» PROMPT A:
Please transcribe the Broken City review word for word, everything from "Hacked out by" down to "were they thinking?".

» PASSAGE:
(begin)
Wahlberg in Broken City.

Hacked out by one of the twin Hughes brothers who directed the Jack the Ripper potboiler From Hell, Allen Hughes’s Broken City is another feverish, thickly plotted, overwritten and ultimately preposterous tale of sordid New York political corruption in which nothing much rings true. Manhattan is played by New Orleans, for starters. The crooked mayor is played by the mumbling Russell Crowe, a combination crime lord and urban hatchetman who runs every vice in town, owns City Hall and bribes everyone onto his personal payroll, from Harlem landlords to the NYPD, yet speaks in such a whisper that his voice is drowned out by the ice melting in a highball glass. What were they thinking?
(end)
» RECORDS SUPPLIED:
(begin)
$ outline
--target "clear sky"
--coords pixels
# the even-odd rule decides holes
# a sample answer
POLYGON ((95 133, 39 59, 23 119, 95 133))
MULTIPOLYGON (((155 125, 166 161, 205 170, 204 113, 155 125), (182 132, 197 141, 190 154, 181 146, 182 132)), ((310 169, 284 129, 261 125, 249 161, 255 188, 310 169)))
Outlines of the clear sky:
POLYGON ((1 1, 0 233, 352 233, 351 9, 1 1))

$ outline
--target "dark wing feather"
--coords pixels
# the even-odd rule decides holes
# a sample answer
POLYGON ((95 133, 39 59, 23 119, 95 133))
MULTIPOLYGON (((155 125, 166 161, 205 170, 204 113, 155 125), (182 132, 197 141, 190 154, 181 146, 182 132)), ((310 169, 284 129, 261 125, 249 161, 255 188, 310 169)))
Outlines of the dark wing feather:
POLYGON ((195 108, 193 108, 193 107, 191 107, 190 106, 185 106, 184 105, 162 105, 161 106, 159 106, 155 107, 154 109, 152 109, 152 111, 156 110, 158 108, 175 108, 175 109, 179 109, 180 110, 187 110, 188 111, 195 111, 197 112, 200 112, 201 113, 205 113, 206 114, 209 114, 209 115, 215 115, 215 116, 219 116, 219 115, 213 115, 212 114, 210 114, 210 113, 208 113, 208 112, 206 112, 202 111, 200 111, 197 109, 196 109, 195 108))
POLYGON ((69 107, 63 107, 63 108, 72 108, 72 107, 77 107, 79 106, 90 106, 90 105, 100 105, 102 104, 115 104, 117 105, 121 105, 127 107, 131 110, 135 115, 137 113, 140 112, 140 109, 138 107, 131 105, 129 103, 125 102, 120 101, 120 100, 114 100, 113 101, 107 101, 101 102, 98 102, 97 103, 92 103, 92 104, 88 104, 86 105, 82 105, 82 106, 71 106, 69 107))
(end)
» PROMPT B:
Rescale the rows from the start of the rows down to the line containing "POLYGON ((1 1, 0 233, 352 233, 351 9, 1 1))", both ends included, and reproduce every line with the requests kept: multiply each coordinate in the answers by 2.45 and round it to a whole number, halves up, leaving the requests and their sample outlines unchanged. Output only those lines.

» FULL OUTPUT A:
Hacked out by one of the twin Hughes brothers who directed the Jack the Ripper potboiler From Hell, Allen Hughes’s Broken City is another feverish, thickly plotted, overwritten and ultimately preposterous tale of sordid New York political corruption in which nothing much rings true. Manhattan is played by New Orleans, for starters. The crooked mayor is played by the mumbling Russell Crowe, a combination crime lord and urban hatchetman who runs every vice in town, owns City Hall and bribes everyone onto his personal payroll, from Harlem landlords to the NYPD, yet speaks in such a whisper that his voice is drowned out by the ice melting in a highball glass. What were they thinking?

» FULL OUTPUT B:
$ outline
--target "clear sky"
--coords pixels
# the even-odd rule decides holes
# a sample answer
POLYGON ((95 133, 39 59, 23 119, 95 133))
MULTIPOLYGON (((155 125, 166 161, 205 170, 204 113, 155 125), (182 132, 197 141, 190 154, 181 146, 182 132)), ((310 169, 284 129, 261 125, 249 161, 255 188, 310 169)))
Outlines of the clear sky:
POLYGON ((2 2, 0 571, 862 571, 860 22, 2 2))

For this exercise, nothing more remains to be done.